TASK DESCRIPTION:
The records, repeated exactly and in full, are the expected answer.
↓
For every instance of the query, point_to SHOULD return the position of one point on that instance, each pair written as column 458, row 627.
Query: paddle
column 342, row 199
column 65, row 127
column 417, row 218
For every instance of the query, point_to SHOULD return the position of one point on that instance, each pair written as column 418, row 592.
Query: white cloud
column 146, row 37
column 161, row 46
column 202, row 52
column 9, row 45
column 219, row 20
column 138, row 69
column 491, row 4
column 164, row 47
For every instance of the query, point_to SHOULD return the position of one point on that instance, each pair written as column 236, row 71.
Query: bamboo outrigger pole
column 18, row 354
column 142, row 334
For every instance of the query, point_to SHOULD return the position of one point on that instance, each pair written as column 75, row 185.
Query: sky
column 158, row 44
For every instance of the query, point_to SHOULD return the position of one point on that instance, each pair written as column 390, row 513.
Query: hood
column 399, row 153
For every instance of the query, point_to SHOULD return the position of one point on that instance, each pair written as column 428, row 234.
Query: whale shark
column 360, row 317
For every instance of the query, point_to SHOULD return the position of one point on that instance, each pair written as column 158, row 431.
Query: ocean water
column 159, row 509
↑
ANSWER SPACE:
For every instance of the query, point_to SHOULD return the position of one point on that instance, each pair written as column 458, row 627.
Query: paddle
column 342, row 199
column 65, row 127
column 417, row 218
For every instance of the query, point_to SHOULD return the position of one point on that instance, each pair written as column 418, row 592.
Query: white cloud
column 146, row 37
column 161, row 46
column 202, row 52
column 9, row 45
column 219, row 20
column 138, row 69
column 491, row 4
column 164, row 47
For every instance of the query, point_to SHOULD return the position of one point on that instance, each pair written as column 236, row 71.
Query: bamboo outrigger pole
column 18, row 354
column 142, row 334
For every instance of the query, point_to SHOULD return the position of one point on that instance, each pair written as column 75, row 185.
Query: sky
column 158, row 44
For every instance of the query, point_to SHOULD return the position of one point on that instance, each pair written as column 390, row 513.
Query: hood
column 399, row 153
For every instance of the query, point_to SHOULD return the position of one point on that instance, each pair written as column 428, row 234.
Query: whale shark
column 360, row 317
For every instance of the query, point_to SHOULD return the position of one point on that instance, each pair written as column 158, row 431.
Query: ocean water
column 159, row 509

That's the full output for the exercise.